## Source passage
New clinical interventions based on genomic knowledge are another, although indirect, route to clinical utility. As with AMD, many findings from genomic research are likely to provide new clues to disease biology by the identification of genes and biological pathways unexpectedly associated with the disease process.^{15 ,25} Over time—typically decades—a better understanding of disease biology may produce new approaches to treatment or prevention. Genomic research on AMD might in this way make important contributions to prevention of vision loss associated with AMD. This method is a slow process at best, and success is not guaranteed: 60 years after defining the molecular cause of sickle cell disease, definitive treatment is still lacking. More important, if interventions are developed based on genomic research, their use will not necessarily depend on genetic testing for appropriate use. New therapeutics for AMD, for example, might well prove effective for all patients with early signs of the disease.

## Provided material
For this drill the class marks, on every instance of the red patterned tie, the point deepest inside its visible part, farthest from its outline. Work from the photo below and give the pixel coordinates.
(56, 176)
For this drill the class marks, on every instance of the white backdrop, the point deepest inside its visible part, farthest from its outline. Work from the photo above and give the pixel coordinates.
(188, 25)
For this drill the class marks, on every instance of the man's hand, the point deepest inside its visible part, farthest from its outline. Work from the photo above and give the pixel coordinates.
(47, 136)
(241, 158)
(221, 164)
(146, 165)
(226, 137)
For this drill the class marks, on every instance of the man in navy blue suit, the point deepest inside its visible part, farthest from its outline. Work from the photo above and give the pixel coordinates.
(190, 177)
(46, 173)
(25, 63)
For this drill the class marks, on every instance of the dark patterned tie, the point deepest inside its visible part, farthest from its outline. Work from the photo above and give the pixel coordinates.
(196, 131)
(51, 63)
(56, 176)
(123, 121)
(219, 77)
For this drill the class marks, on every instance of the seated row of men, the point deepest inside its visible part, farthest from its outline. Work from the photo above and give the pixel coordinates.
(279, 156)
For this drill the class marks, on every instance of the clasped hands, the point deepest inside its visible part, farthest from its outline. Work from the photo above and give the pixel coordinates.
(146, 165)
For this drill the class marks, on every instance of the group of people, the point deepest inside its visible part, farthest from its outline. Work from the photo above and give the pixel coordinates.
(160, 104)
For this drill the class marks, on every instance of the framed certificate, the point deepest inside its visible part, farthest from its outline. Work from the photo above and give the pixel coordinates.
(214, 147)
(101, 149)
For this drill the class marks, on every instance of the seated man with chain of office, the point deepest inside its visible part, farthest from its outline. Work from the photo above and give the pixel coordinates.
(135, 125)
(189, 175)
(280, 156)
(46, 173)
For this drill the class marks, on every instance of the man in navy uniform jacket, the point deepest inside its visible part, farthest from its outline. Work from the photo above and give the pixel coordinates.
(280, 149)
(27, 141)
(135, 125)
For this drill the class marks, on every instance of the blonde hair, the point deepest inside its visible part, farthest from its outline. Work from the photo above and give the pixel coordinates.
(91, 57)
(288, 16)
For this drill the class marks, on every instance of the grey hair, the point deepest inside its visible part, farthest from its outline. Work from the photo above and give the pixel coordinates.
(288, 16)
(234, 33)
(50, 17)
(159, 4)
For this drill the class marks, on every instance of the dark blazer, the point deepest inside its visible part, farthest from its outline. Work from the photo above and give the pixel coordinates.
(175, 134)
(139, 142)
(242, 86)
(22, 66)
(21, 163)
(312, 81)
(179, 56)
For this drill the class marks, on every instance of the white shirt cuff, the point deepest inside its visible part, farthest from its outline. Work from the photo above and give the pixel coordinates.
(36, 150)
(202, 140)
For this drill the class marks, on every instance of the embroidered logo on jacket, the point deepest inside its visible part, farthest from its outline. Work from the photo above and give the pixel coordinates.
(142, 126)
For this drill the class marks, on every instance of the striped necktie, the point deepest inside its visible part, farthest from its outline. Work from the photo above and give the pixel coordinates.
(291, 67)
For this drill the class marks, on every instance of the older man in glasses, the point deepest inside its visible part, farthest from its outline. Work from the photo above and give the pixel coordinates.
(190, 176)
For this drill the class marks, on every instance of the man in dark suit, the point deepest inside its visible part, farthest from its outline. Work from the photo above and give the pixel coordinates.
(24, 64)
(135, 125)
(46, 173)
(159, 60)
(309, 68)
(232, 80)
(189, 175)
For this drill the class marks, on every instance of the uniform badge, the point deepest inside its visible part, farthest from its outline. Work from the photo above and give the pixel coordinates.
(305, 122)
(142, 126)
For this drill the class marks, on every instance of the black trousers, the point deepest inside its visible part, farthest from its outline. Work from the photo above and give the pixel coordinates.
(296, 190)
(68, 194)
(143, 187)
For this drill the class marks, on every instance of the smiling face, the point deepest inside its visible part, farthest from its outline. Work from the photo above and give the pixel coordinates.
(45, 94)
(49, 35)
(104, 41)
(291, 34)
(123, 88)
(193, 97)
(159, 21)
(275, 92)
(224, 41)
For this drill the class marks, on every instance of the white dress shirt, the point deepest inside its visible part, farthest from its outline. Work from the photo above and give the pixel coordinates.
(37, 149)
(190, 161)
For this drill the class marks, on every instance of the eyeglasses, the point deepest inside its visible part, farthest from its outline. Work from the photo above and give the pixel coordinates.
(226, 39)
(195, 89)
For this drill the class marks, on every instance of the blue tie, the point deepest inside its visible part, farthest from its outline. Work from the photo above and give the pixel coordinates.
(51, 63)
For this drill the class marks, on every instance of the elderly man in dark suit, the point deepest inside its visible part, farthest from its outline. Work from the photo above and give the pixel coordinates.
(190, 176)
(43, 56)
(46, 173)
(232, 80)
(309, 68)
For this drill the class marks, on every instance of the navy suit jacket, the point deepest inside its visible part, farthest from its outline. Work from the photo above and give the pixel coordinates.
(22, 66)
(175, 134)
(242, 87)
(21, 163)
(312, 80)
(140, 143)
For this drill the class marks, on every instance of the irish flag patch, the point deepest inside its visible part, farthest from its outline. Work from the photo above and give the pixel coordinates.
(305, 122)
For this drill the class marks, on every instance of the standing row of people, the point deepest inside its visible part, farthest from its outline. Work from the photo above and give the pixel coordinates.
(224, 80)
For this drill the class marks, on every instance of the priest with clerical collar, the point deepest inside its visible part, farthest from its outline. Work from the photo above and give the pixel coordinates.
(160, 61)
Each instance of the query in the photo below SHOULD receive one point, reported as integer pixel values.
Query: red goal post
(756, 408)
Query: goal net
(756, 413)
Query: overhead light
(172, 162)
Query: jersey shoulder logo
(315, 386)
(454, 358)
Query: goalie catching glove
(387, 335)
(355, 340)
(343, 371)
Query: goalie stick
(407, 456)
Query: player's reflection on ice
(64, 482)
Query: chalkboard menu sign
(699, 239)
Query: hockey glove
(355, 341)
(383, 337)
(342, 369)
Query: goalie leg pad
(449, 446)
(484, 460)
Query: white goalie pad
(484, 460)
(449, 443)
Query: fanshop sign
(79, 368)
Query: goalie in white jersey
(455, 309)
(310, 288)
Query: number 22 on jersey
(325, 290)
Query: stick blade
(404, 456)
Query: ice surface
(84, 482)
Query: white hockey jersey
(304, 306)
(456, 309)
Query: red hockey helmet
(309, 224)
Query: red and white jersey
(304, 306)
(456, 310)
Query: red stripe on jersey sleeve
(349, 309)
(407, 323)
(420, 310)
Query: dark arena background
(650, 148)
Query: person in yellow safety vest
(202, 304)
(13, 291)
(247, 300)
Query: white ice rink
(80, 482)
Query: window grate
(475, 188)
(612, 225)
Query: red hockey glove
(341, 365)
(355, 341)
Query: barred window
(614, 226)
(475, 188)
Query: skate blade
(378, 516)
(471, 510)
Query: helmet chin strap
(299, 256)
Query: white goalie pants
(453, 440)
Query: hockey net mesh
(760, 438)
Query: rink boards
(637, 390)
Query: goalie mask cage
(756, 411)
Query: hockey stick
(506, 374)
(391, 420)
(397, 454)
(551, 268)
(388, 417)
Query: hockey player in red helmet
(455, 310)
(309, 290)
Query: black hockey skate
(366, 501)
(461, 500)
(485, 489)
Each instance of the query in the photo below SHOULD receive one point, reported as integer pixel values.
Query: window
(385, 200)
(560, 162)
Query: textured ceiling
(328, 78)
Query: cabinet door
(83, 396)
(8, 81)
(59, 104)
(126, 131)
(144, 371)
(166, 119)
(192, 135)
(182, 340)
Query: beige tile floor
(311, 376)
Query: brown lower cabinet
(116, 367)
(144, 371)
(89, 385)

## Tasks to complete
1: According to the passage on genomic research and AMD, how long after the molecular cause of sickle cell disease was defined is definitive treatment still lacking?
2: Carry on the passage on genomic research and AMD past its last sentence.
The data above plays no part in this work.

## Responses by task
1: 60 years.

2:
Use of genetic risk information to guide intervention must be justified by data demonstrating improved outcomes, reduced costs, or both. Given the uncertainties of risk prediction and the small effect size of most genetic risk factors for common diseases, predictive genetic testing is likely to play only a modest role in the prevention of these diseases, with relatively little medical care improved by knowledge of a patient's genetic profile. The limitations of genetic risk prediction do not reduce the importance of personalized medicine. Rather, they serve as a reminder that genuinely personal health care, as practiced by physicians for centuries, is based on the relationship between patient and physician rather than on any particular technology. Even in the genomic era, the focus on individual patient needs and concerns will remain at the core of health care; and if genetic testing diverts physicians' attentions away from the specific concerns of the patient, it may interfere with the practice of personalized medicine.

Knowledge of a patient's life circumstances, sometimes acquired slowly over the course of longitudinal care, allows a clinician to tailor both therapeutic choices and the decision-making process. Family circumstances, such as the care of an ailing spouse, may limit a patient's options. Competing morbidities may make some medications, diets, or exercise programs more appropriate than others. A patient who requires a wheelchair needs a different cardiac prevention program than a marathon runner—and genetic profiling may not help either to make sound choices.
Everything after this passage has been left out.